» Opdracht
Noem alle eigennamen die in de onderstaande column over het Virus Festival voorkomen.

» Aangeleverde tekst
______________________________
GroenLinks raadslid Rudi van der Made schrijft wekelijks op donderdag zijn column "Donderpreek".

Het moet in 1991 of 1992 geweest zijn. Het was in ieder geval op het Virus Festival in Eindhoven. Samen met zo'n duizend andere studenten, denk ik, stonden we ontspannen in afwachting van een theatershow in de buitenlucht. De voor iedereen onbekende groep La Fura dels Baus kwam de show Noun spelen. Rond de tijd dat het zou beginnen, en er dreigende muziek klonk, had iedereen aandacht voor het podium. Opeens kwamen er langs de zijkanten van het podium enkele metershoge poppen, bemand door steltlopers, het publiek in gerend. In luttele seconden sloeg de ontspanning om in angst, de massa stoof uiteen. Als er een camera van bovenaf de massa had gefilmd, zou het beeld te vergelijken zijn geweest met dat van eergisteren op de Dam, maar dan zonder de dranghekken.
______________________________
» Aangeleverde gegevens
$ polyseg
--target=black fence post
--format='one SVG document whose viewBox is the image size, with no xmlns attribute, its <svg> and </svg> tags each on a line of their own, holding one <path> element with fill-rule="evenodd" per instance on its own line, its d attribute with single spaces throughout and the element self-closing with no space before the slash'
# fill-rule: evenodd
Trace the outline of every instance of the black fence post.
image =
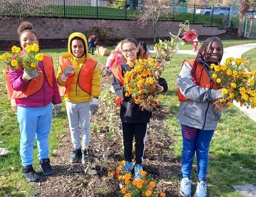
<svg viewBox="0 0 256 197">
<path fill-rule="evenodd" d="M 99 18 L 99 7 L 98 4 L 98 0 L 96 0 L 96 14 L 97 15 L 97 18 Z"/>
<path fill-rule="evenodd" d="M 65 0 L 63 0 L 63 9 L 64 11 L 64 17 L 66 17 L 66 4 Z"/>
</svg>

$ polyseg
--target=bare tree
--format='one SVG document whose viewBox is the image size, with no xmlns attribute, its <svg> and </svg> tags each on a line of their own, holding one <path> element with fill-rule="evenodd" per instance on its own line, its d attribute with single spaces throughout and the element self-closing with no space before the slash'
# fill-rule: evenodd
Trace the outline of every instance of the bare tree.
<svg viewBox="0 0 256 197">
<path fill-rule="evenodd" d="M 238 26 L 238 35 L 242 36 L 243 32 L 243 18 L 247 9 L 248 4 L 246 0 L 241 0 L 240 9 L 239 10 L 239 25 Z"/>
<path fill-rule="evenodd" d="M 0 18 L 15 18 L 21 23 L 28 17 L 50 12 L 44 0 L 5 0 L 0 2 Z"/>
<path fill-rule="evenodd" d="M 154 42 L 155 42 L 155 34 L 158 22 L 160 17 L 166 21 L 170 20 L 177 13 L 180 4 L 171 2 L 169 0 L 144 0 L 142 3 L 143 11 L 140 12 L 138 23 L 142 28 L 151 24 L 153 27 Z"/>
</svg>

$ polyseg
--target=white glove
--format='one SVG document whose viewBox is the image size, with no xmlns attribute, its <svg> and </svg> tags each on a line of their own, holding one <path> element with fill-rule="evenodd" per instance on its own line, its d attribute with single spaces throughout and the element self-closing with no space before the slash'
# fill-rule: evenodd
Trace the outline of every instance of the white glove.
<svg viewBox="0 0 256 197">
<path fill-rule="evenodd" d="M 163 91 L 164 88 L 163 87 L 160 85 L 159 84 L 158 84 L 156 85 L 156 91 L 158 93 L 162 92 Z"/>
<path fill-rule="evenodd" d="M 75 71 L 73 70 L 73 68 L 75 68 L 75 67 L 74 67 L 73 66 L 69 66 L 66 67 L 64 69 L 63 74 L 64 74 L 66 77 L 68 77 L 69 74 L 73 74 L 75 73 Z"/>
<path fill-rule="evenodd" d="M 38 76 L 37 70 L 35 68 L 29 73 L 28 73 L 26 70 L 24 70 L 23 77 L 27 80 L 30 80 L 33 78 L 36 78 Z"/>
<path fill-rule="evenodd" d="M 61 112 L 61 104 L 56 104 L 54 106 L 54 115 L 56 116 L 58 113 Z"/>
<path fill-rule="evenodd" d="M 98 105 L 98 98 L 95 97 L 93 98 L 93 100 L 90 105 L 90 114 L 91 115 L 94 114 L 99 109 L 99 106 Z"/>
</svg>

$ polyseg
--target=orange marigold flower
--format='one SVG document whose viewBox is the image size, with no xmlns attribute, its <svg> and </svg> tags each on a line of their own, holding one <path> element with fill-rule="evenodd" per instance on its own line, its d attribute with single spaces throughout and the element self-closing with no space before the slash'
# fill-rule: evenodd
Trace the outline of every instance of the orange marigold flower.
<svg viewBox="0 0 256 197">
<path fill-rule="evenodd" d="M 123 194 L 126 192 L 126 188 L 123 187 L 121 189 L 121 193 Z"/>
<path fill-rule="evenodd" d="M 166 194 L 163 192 L 161 192 L 160 196 L 161 196 L 161 197 L 166 197 Z"/>
<path fill-rule="evenodd" d="M 151 187 L 155 187 L 155 183 L 154 181 L 151 181 L 150 183 L 149 183 L 149 185 Z"/>
</svg>

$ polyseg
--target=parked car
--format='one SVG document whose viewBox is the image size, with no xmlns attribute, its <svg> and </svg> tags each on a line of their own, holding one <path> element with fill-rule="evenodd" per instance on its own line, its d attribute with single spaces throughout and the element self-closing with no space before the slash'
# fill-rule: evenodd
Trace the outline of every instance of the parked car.
<svg viewBox="0 0 256 197">
<path fill-rule="evenodd" d="M 212 12 L 211 12 L 210 14 L 212 14 Z M 234 7 L 224 6 L 214 7 L 213 13 L 213 15 L 218 16 L 234 16 L 239 15 L 239 11 Z"/>
</svg>

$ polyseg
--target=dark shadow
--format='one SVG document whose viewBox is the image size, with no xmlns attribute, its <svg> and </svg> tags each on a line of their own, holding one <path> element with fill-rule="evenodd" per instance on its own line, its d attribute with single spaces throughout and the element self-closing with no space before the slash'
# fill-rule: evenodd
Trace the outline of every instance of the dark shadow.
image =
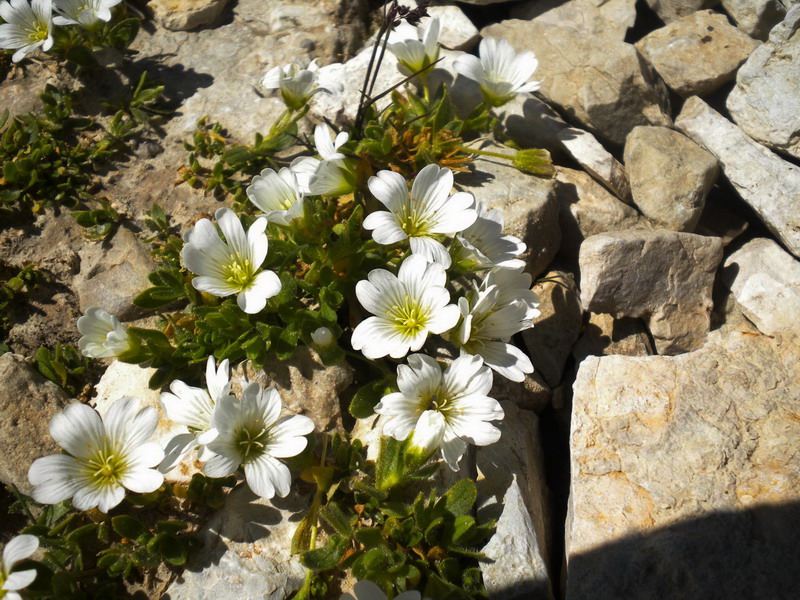
<svg viewBox="0 0 800 600">
<path fill-rule="evenodd" d="M 718 511 L 570 558 L 567 600 L 796 600 L 800 503 Z"/>
</svg>

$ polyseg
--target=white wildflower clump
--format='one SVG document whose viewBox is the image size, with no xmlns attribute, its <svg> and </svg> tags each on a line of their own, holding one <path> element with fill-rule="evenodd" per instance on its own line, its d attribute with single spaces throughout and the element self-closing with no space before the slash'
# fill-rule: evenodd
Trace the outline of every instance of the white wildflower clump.
<svg viewBox="0 0 800 600">
<path fill-rule="evenodd" d="M 339 148 L 347 143 L 350 134 L 333 130 L 325 123 L 314 128 L 314 145 L 320 158 L 301 156 L 292 161 L 300 190 L 314 196 L 344 196 L 355 189 L 355 173 Z"/>
<path fill-rule="evenodd" d="M 167 417 L 180 425 L 185 425 L 186 433 L 173 437 L 165 448 L 166 456 L 159 466 L 162 473 L 168 473 L 192 449 L 199 449 L 199 460 L 206 461 L 211 457 L 205 447 L 217 437 L 211 420 L 214 408 L 223 399 L 230 396 L 230 364 L 223 360 L 219 368 L 213 356 L 206 362 L 206 389 L 187 385 L 175 380 L 169 386 L 169 392 L 161 393 L 161 406 Z"/>
<path fill-rule="evenodd" d="M 439 263 L 409 256 L 397 276 L 374 269 L 356 284 L 356 297 L 374 316 L 359 323 L 350 344 L 367 358 L 402 358 L 422 348 L 429 333 L 440 334 L 458 322 L 449 304 L 447 274 Z"/>
<path fill-rule="evenodd" d="M 273 271 L 259 271 L 267 258 L 267 220 L 256 219 L 245 235 L 232 210 L 220 208 L 215 217 L 226 241 L 208 219 L 200 219 L 184 238 L 183 264 L 198 275 L 192 285 L 220 298 L 236 294 L 244 312 L 261 312 L 267 299 L 281 291 L 281 280 Z"/>
<path fill-rule="evenodd" d="M 342 85 L 335 82 L 322 84 L 319 81 L 317 60 L 312 60 L 304 69 L 297 63 L 273 67 L 261 80 L 267 90 L 278 90 L 287 107 L 292 110 L 303 108 L 314 94 L 319 92 L 339 92 Z"/>
<path fill-rule="evenodd" d="M 364 229 L 372 230 L 379 244 L 394 244 L 408 239 L 411 252 L 445 268 L 450 254 L 437 236 L 453 235 L 467 229 L 477 219 L 471 208 L 472 194 L 450 195 L 453 172 L 428 165 L 414 178 L 409 194 L 406 180 L 393 171 L 379 171 L 370 177 L 369 191 L 388 211 L 377 211 L 364 219 Z"/>
<path fill-rule="evenodd" d="M 287 167 L 277 172 L 264 169 L 247 187 L 250 202 L 264 212 L 267 220 L 284 226 L 303 216 L 303 196 L 297 174 Z"/>
<path fill-rule="evenodd" d="M 82 25 L 89 27 L 98 21 L 111 20 L 111 9 L 122 0 L 55 0 L 59 16 L 53 19 L 56 25 Z"/>
<path fill-rule="evenodd" d="M 439 19 L 425 19 L 418 27 L 403 21 L 389 35 L 386 49 L 397 57 L 404 75 L 413 75 L 439 60 Z"/>
<path fill-rule="evenodd" d="M 208 444 L 214 454 L 203 467 L 209 477 L 226 477 L 244 465 L 247 485 L 263 498 L 289 493 L 292 476 L 278 459 L 305 450 L 314 422 L 302 415 L 281 417 L 281 397 L 275 388 L 247 385 L 241 400 L 223 398 L 214 410 L 217 437 Z"/>
<path fill-rule="evenodd" d="M 132 349 L 128 330 L 119 319 L 102 308 L 93 306 L 78 319 L 81 338 L 78 347 L 90 358 L 111 358 Z"/>
<path fill-rule="evenodd" d="M 531 276 L 521 269 L 495 269 L 480 287 L 458 299 L 461 321 L 453 341 L 462 353 L 480 356 L 511 381 L 533 373 L 530 358 L 509 343 L 512 335 L 533 327 L 539 316 L 539 299 L 530 287 Z"/>
<path fill-rule="evenodd" d="M 36 579 L 36 569 L 11 572 L 14 565 L 25 560 L 39 548 L 36 536 L 23 534 L 11 538 L 3 548 L 3 563 L 0 567 L 0 598 L 22 600 L 17 592 L 28 587 Z"/>
<path fill-rule="evenodd" d="M 33 499 L 56 504 L 72 498 L 78 510 L 108 512 L 122 502 L 125 490 L 157 490 L 164 476 L 154 467 L 164 451 L 148 439 L 158 423 L 152 406 L 123 397 L 104 419 L 85 404 L 70 404 L 50 420 L 50 435 L 68 454 L 36 459 L 28 470 Z"/>
<path fill-rule="evenodd" d="M 490 106 L 502 106 L 515 94 L 535 92 L 538 81 L 528 81 L 539 66 L 533 52 L 517 54 L 506 40 L 484 38 L 479 47 L 480 58 L 471 54 L 459 56 L 453 68 L 464 77 L 478 82 Z"/>
<path fill-rule="evenodd" d="M 11 0 L 0 2 L 0 48 L 16 50 L 12 62 L 41 48 L 53 47 L 52 0 Z"/>
<path fill-rule="evenodd" d="M 525 252 L 525 243 L 503 233 L 503 213 L 476 201 L 478 218 L 456 236 L 462 251 L 459 258 L 475 263 L 478 269 L 521 269 L 525 261 L 518 258 Z"/>
<path fill-rule="evenodd" d="M 394 600 L 420 600 L 422 595 L 416 590 L 409 590 L 398 594 Z M 353 586 L 352 594 L 342 594 L 339 600 L 387 600 L 383 590 L 371 581 L 362 579 Z M 424 598 L 423 600 L 429 600 Z"/>
<path fill-rule="evenodd" d="M 503 418 L 500 403 L 487 394 L 492 372 L 479 356 L 462 355 L 442 372 L 439 363 L 424 354 L 412 354 L 408 365 L 397 367 L 399 392 L 384 396 L 375 406 L 383 415 L 383 433 L 397 440 L 409 434 L 411 446 L 423 456 L 441 448 L 454 471 L 467 443 L 487 446 L 500 439 L 489 421 Z"/>
</svg>

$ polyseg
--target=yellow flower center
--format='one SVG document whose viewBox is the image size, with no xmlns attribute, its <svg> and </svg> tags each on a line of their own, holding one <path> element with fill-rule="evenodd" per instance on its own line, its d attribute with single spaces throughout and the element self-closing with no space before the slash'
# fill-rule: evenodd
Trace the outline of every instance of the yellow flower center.
<svg viewBox="0 0 800 600">
<path fill-rule="evenodd" d="M 257 425 L 258 421 L 254 424 Z M 262 454 L 269 443 L 269 430 L 261 427 L 244 427 L 236 434 L 236 447 L 242 456 L 242 462 L 250 462 Z"/>
<path fill-rule="evenodd" d="M 28 39 L 31 42 L 43 42 L 50 35 L 47 23 L 37 23 L 33 29 L 28 30 Z"/>
<path fill-rule="evenodd" d="M 414 337 L 427 325 L 428 315 L 410 298 L 406 298 L 402 305 L 392 306 L 390 319 L 402 335 Z"/>
<path fill-rule="evenodd" d="M 116 448 L 102 448 L 90 458 L 85 467 L 92 483 L 98 487 L 119 485 L 128 470 L 124 457 Z"/>
<path fill-rule="evenodd" d="M 247 258 L 235 257 L 225 267 L 225 281 L 231 287 L 243 290 L 250 286 L 255 279 L 253 263 Z"/>
</svg>

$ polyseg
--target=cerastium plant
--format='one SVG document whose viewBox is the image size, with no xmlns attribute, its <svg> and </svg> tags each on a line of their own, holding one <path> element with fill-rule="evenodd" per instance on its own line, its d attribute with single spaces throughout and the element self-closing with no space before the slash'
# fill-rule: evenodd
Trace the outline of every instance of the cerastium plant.
<svg viewBox="0 0 800 600">
<path fill-rule="evenodd" d="M 79 586 L 75 573 L 87 565 L 123 581 L 158 557 L 180 565 L 199 507 L 224 504 L 231 485 L 286 496 L 295 471 L 314 491 L 292 539 L 307 569 L 293 598 L 337 597 L 346 576 L 362 580 L 353 589 L 362 600 L 485 598 L 480 548 L 494 524 L 477 519 L 465 456 L 500 438 L 493 379 L 522 381 L 533 371 L 511 338 L 539 312 L 520 258 L 525 244 L 503 233 L 498 211 L 454 192 L 453 173 L 486 153 L 478 146 L 492 133 L 492 111 L 535 89 L 536 63 L 493 40 L 480 58 L 459 59 L 483 94 L 460 118 L 447 86 L 432 83 L 441 27 L 424 6 L 385 6 L 365 80 L 350 82 L 362 95 L 347 131 L 321 123 L 311 140 L 298 137 L 314 97 L 339 91 L 314 62 L 267 73 L 262 87 L 286 110 L 252 145 L 198 123 L 181 179 L 228 205 L 184 232 L 160 207 L 148 213 L 159 268 L 135 303 L 156 311 L 158 326 L 128 326 L 100 307 L 78 322 L 86 356 L 154 369 L 151 387 L 168 385 L 161 408 L 177 433 L 163 449 L 148 441 L 155 409 L 138 410 L 130 398 L 102 417 L 78 405 L 53 419 L 66 453 L 39 459 L 30 478 L 36 501 L 62 508 L 31 514 L 27 530 L 51 548 L 51 581 Z M 377 90 L 387 52 L 404 79 Z M 378 110 L 381 99 L 388 106 Z M 491 155 L 552 173 L 545 151 Z M 353 368 L 349 412 L 377 419 L 368 447 L 286 414 L 275 387 L 233 385 L 233 365 L 292 360 L 301 345 L 326 365 Z M 191 484 L 163 483 L 195 461 L 202 473 Z M 442 469 L 460 476 L 448 489 L 432 484 Z M 139 518 L 153 506 L 169 516 Z M 176 508 L 192 518 L 179 519 Z M 84 531 L 102 532 L 105 546 L 82 550 L 85 564 L 59 566 L 58 552 Z"/>
</svg>

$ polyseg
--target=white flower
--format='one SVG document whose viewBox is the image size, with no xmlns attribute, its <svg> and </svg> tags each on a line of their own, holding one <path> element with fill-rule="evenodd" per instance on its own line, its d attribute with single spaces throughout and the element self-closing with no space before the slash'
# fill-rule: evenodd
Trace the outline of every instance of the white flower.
______________________________
» Uw antwoord
GroenLinks, Rudi van der Made, Donderpreek, Virus Festival, Eindhoven, La Fura dels Baus, Noun, Dam